§ EXERCISE PASSAGE:
==================================================

# New Datamine



## Paperboy012305 (Oct 11, 2018)

I?m just gonna leave this here.

https://www.reddit.com/r/ACPocketCamp/comments/9n893c/animal_crossing_pocket_camp_190_update/

You?re welcome.


----------



## That Marshal Fangirl (Oct 11, 2018)

The fortune cookie is meh.  So is the fishing tourney.  BUT THAT EEVEE STUFF I MUST HAVE IT


----------



## Snowesque (Oct 11, 2018)

*ThatOneMarshalFangirl *
I think my biggest gripe about the fishing event is that it's partially old things?
Those take a fair bit of work, I'd think people at least deserve entirely new things.


----------



## Paperboy012305 (Oct 11, 2018)

I have been noticing that Nintendo has been really lazy with their events. It’s like after an update after another it’s either a Garden Event where we catch creatures, a gyroidite event where the good items are leaf tickets only, and the fishing tourney that shows that Chip is more superior than Nat is, BECAUSE HE NEVER GOT HIS BUG OFF EVENT YET!!!

I hope they think of a new event soon instead of this so called “Recycling events” maneuver. And maybe bring back the crafting event where we talk to villagers to get the materials instead of on the ground.


----------



## biker (Oct 11, 2018)

I don't mind the event as long as it makes me busy and gives off nice clothing prizes.


----------



## Garrett (Oct 11, 2018)

Well it's about time best boy Lucky and best girl Kiki turned up.


----------



## WeiMoote (Oct 11, 2018)

Gimmie that Eevee tee! 

And the Pokeball rug as well. XD


----------



## AccfSally (Oct 11, 2018)

I really want the Eevee stuff, I wonder which ones cost leaf tickets...


----------



## That Marshal Fangirl (Oct 11, 2018)

AccfSally said:


> I really want the Eevee stuff, I wonder which ones cost leaf tickets...



Pokeball chair, Pokeball, and Pokeball rug.  It says so in the datamine post.


----------



## PaperCat (Oct 11, 2018)

the first fortune cookie where i want all the items....damn.


----------



## loglady (Oct 12, 2018)

Kiki!! I love her, she?s so cute. I really hope they add her in time for Halloween so I can have her at my campsite!


----------



## Neechan (Oct 12, 2018)

I actually like Goldies cookie, I love fall themed items, it’s more the clothing than anything else &#55357;&#56837; I mean the other items would make for a nice little park area that’s set up for books.

Don’t worry loglady, it looks like the 16th that she’ll be added along the four others so that’s more then enough time to friend and add her.


----------



## geetry (Oct 12, 2018)

Lucky and Kiki, but no Ankha? Weird.


----------



## Snowesque (Oct 12, 2018)

==================================================

§ EXCERPTED DATA:
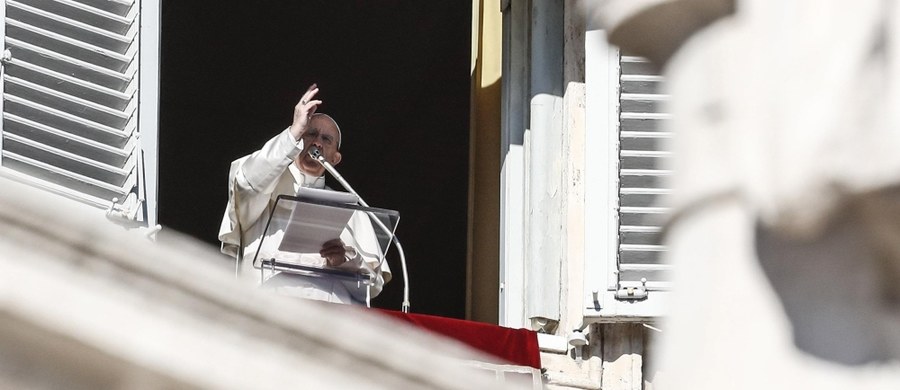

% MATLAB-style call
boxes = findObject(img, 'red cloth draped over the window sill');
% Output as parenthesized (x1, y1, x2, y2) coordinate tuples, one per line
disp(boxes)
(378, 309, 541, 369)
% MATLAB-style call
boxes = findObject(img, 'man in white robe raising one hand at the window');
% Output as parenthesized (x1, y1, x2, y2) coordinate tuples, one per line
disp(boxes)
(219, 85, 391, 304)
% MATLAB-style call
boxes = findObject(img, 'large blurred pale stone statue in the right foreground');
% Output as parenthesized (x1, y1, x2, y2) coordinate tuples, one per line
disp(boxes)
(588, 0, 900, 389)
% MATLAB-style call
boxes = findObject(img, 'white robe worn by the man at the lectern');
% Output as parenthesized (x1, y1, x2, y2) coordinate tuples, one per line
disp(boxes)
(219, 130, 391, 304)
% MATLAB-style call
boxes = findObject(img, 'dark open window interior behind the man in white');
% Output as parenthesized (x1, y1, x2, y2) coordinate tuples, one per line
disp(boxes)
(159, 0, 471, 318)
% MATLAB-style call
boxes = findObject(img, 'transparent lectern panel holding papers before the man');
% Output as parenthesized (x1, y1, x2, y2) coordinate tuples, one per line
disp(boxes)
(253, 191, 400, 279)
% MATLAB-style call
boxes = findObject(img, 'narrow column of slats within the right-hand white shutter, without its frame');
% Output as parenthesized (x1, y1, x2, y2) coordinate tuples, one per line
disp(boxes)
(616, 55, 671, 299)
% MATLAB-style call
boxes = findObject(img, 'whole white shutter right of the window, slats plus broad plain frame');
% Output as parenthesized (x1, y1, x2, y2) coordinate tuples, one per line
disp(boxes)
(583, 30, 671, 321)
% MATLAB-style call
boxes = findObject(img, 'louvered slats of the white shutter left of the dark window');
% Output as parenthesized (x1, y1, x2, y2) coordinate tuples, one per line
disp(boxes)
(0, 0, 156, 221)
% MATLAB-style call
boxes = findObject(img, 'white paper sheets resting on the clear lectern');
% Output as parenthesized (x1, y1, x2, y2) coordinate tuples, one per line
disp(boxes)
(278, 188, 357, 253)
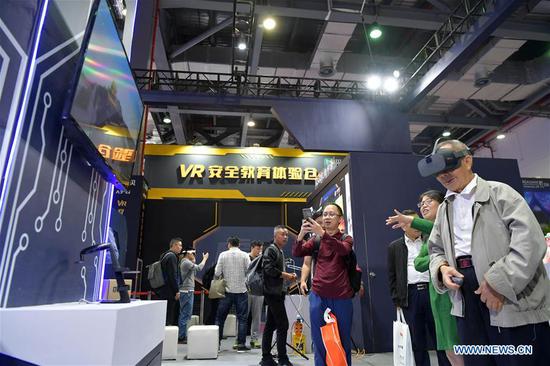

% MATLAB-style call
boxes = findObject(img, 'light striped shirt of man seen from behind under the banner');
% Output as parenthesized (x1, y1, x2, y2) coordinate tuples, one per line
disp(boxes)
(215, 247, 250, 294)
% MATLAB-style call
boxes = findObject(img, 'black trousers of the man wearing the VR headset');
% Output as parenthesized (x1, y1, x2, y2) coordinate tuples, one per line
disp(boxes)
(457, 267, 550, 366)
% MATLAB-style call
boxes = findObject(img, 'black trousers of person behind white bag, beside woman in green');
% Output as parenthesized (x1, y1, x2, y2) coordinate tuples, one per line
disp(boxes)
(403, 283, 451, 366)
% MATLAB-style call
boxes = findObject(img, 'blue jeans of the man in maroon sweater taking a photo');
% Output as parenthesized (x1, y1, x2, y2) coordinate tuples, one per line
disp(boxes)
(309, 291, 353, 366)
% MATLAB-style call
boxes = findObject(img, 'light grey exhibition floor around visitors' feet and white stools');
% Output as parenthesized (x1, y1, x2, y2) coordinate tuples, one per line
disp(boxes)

==================================================

§ WORK ITEM:
Please name the Eevee items that the datamine thread says cost leaf tickets. The entries have nothing to do with the datamine thread.

§ THE ANSWER:
The Pokeball chair, the Pokeball, and the Pokeball rug.